TEXT FOR ANALYSIS
━━━━━━━━━━━━━━━━━━━━━━━━━━━━━━

Hemolytic uremic syndrome
Hemolytic uremic syndrome (HUS) is a medical condition, which is caused due to an abnormal decrease in the blood platelets and red blood cells. The injured blood cells clog the filters in the kidneys, which impairs the elimination of toxic material from the blood. Thus, it may lead to kidney injury or life-threatening kidney failure.
The symptoms of hemolytic uremic syndrome may differ from person to person, which includes:
- Pale colored skin
- Bloody diarrhea
- Decrease in the urine output
- Blood in urine
- Abdominal swelling and pain
- Extreme weakness
- Unexplained bleeding and bruising
- Swelling of face and limbs
Contact the doctor immediately if a person develops any one of the above mentioned symptoms. An emergency medical care is needed if symptoms such as blood in stool, reduced alertness and no urination are present. Immediately contact a doctor if a child does not pass urine for 12 hours.
Hemolytic uremic syndrome in children occurs mainly due to an infection of the digestive system. As a response to the toxins released by the infectious agents, the human immune system produces certain chemical substances which destroy the blood cells. This can directly or indirectly cause kidney failure.
The most common infection is with E.coli bacteria while the other less common infections include Salmonella and Shigella. Hamburger meat which is not properly cooked is found to be the common source of E.coli.
The other causes of HUS are:
- Anti-platelet medicines
- Medicines such as quinine (used for malaria), birth control pills, and chemotherapeutic medicines
- Glomerulonephritis and systemic lupus
It is also possible for other family members to get infected with the bacteria and develop hemolytic uremic syndrome.
The risk of hemolytic uremic syndrome is more in the following candidates:
- Children aged below 5 years
- Old people (aged above 75 years)
- People with certain genetic defects
Physical examination of the patient with hemolytic uremic syndrome may show changes in the nervous system and swelling of the spleen and liver. Simple laboratory tests are enough to detect if there are changes in the blood cells. They include:
Complete blood count (CBC) – this test detects the number and quality of the blood cells.
BUN test and creatinine test – these tests may be ordered to know if the kidney function is altered. Deviations from the normal values indicate an abnormal kidney function.
Urine test – this test is carried out to check for the presence of blood or proteins in the urine.
Stool sample –presence of bacteria and blood may indicate an infection of the digestive tract and give a clue of the underlying cause of HUS.

━━━━━━━━━━━━━━━━━━━━━━━━━━━━━━

DATA LISTING
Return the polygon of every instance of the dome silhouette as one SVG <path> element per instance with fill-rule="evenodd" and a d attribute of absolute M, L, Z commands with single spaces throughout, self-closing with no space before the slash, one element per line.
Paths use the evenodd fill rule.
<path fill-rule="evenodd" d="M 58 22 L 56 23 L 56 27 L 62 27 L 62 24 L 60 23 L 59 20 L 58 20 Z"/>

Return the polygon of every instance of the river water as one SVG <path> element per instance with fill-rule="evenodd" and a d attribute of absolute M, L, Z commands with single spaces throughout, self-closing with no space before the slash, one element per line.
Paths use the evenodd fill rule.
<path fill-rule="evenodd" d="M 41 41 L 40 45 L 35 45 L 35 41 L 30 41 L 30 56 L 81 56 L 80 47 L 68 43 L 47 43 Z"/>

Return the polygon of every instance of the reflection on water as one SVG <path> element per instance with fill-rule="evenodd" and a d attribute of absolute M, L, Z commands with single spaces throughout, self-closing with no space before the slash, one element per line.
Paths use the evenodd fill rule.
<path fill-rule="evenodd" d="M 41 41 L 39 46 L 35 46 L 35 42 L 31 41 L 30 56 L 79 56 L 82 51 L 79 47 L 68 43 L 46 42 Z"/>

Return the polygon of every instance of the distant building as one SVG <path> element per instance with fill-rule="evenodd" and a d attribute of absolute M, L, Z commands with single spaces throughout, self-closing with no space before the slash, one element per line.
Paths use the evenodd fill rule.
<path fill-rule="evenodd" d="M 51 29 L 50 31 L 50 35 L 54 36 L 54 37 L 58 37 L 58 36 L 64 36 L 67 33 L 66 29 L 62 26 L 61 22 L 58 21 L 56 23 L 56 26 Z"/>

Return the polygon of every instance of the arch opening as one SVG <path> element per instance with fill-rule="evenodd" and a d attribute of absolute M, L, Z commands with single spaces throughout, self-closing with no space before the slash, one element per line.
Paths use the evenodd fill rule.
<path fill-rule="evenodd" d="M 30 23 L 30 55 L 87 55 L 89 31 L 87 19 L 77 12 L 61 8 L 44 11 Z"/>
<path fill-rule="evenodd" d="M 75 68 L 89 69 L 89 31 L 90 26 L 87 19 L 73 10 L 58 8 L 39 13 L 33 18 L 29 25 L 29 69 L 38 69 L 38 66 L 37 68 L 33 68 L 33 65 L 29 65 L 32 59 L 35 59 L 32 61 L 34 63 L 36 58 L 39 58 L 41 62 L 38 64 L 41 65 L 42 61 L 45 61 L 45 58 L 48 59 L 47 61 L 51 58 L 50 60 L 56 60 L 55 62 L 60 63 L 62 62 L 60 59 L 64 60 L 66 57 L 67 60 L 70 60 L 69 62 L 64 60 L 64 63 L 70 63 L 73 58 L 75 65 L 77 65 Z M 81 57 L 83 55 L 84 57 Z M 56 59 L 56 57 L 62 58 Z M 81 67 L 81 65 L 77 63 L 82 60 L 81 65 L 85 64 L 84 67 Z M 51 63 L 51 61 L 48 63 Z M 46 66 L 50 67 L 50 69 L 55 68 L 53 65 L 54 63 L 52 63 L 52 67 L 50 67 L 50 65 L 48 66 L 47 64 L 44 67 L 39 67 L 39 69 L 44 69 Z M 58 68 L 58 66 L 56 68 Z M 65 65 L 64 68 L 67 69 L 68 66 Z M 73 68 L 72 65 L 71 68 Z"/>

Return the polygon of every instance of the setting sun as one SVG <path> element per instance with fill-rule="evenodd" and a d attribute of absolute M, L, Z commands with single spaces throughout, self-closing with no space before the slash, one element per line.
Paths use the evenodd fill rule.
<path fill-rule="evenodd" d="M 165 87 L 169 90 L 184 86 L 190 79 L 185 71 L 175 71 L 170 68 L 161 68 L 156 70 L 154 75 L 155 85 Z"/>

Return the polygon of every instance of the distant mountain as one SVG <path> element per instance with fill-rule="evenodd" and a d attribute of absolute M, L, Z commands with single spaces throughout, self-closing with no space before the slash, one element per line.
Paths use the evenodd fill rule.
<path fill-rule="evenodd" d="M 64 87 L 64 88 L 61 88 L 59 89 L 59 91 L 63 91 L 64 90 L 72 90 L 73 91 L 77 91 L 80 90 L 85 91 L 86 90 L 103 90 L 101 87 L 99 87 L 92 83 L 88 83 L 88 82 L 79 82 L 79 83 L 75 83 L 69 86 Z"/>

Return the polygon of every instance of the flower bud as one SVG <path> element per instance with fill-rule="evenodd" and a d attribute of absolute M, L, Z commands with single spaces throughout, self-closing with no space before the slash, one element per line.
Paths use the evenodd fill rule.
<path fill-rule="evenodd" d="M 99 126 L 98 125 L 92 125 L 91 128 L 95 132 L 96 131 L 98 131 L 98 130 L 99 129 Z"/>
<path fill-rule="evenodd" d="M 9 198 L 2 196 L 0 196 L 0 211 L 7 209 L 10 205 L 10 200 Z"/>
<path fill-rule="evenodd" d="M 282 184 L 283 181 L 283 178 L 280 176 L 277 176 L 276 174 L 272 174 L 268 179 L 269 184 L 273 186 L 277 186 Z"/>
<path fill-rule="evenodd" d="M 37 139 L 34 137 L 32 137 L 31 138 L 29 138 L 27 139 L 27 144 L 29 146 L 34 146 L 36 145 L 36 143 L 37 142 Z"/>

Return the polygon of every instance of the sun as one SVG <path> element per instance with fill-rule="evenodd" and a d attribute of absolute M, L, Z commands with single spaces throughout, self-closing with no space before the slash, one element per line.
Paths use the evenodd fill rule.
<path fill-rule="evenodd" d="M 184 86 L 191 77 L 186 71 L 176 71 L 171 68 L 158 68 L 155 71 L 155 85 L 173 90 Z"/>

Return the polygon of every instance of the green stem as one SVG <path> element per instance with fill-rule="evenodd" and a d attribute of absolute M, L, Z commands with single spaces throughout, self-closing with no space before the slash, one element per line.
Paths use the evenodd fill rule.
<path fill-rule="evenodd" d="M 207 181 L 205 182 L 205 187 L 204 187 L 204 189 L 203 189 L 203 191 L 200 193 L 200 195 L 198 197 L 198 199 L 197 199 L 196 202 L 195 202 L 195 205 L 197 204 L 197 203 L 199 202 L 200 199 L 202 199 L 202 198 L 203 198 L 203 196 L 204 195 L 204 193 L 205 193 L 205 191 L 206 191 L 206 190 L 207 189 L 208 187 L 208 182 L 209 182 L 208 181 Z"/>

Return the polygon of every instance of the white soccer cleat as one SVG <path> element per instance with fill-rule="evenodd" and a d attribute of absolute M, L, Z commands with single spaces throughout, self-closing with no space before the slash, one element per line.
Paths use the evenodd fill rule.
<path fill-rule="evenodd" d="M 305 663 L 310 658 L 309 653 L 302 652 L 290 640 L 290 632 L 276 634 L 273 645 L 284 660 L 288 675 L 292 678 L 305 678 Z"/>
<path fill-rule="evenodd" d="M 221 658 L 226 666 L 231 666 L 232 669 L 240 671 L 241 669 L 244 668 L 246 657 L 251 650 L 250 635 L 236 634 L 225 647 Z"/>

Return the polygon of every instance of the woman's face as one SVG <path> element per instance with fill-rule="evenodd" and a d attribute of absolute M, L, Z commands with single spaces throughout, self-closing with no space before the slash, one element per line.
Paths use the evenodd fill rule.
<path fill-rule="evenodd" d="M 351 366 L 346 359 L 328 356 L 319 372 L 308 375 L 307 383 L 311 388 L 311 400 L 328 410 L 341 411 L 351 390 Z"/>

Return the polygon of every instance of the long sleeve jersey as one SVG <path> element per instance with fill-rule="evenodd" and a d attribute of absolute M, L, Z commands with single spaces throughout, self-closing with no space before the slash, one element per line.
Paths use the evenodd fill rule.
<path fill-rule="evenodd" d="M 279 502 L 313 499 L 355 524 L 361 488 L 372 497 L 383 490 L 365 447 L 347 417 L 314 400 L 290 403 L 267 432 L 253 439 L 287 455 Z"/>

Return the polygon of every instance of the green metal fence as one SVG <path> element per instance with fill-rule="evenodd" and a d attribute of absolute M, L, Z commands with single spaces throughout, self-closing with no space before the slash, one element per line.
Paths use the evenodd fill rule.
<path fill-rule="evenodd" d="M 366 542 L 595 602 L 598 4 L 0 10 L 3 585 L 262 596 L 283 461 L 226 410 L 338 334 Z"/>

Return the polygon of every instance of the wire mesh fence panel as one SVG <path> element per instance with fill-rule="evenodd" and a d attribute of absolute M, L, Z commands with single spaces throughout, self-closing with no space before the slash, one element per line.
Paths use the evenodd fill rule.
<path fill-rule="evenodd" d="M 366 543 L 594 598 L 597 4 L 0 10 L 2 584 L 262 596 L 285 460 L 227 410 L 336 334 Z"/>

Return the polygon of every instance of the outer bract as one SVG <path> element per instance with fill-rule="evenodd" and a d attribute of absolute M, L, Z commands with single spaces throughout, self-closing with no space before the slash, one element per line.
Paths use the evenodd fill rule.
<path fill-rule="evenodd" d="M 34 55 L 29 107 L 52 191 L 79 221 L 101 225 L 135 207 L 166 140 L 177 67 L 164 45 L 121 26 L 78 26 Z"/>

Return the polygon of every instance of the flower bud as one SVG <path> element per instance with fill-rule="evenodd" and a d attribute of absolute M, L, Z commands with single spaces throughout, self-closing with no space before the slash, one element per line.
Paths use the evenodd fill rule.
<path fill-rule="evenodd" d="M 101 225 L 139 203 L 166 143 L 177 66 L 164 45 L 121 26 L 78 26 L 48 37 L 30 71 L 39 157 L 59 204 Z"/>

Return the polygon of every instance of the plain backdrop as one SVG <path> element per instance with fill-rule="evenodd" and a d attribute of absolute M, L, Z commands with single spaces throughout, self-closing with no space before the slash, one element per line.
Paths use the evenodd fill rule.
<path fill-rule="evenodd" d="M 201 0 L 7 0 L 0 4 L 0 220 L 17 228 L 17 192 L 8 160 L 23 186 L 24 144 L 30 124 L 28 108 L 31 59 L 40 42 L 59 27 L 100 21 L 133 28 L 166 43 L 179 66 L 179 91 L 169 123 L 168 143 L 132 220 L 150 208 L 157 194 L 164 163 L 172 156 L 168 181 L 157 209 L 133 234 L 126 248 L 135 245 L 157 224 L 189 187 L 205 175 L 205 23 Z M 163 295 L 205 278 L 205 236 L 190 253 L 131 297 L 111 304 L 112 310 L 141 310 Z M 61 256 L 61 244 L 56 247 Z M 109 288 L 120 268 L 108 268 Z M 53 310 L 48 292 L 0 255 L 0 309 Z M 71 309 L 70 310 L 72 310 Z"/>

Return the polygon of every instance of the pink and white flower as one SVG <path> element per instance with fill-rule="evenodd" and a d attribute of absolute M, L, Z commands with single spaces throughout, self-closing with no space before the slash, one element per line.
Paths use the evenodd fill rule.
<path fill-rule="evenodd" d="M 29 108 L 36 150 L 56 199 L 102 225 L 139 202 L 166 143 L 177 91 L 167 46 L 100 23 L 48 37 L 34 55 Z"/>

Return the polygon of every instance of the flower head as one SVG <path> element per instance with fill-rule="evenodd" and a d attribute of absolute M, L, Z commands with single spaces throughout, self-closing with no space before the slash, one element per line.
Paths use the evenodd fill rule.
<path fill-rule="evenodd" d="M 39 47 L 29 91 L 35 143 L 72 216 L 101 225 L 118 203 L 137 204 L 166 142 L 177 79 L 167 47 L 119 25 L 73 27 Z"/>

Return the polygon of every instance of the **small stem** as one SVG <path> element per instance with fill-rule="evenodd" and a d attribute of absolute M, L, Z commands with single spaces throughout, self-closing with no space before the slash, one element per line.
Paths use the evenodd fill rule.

━━━━━━━━━━━━━━━━━━━━━━━━━━━━━━

ASSIGNMENT
Return, copied exactly from the hemolytic uremic syndrome text, the part that opens with the words "The risk of" and closes with "in the urine.".

WRITTEN REPLY
The risk of hemolytic uremic syndrome is more in the following candidates:
- Children aged below 5 years
- Old people (aged above 75 years)
- People with certain genetic defects
Physical examination of the patient with hemolytic uremic syndrome may show changes in the nervous system and swelling of the spleen and liver. Simple laboratory tests are enough to detect if there are changes in the blood cells. They include:
Complete blood count (CBC) – this test detects the number and quality of the blood cells.
BUN test and creatinine test – these tests may be ordered to know if the kidney function is altered. Deviations from the normal values indicate an abnormal kidney function.
Urine test – this test is carried out to check for the presence of blood or proteins in the urine.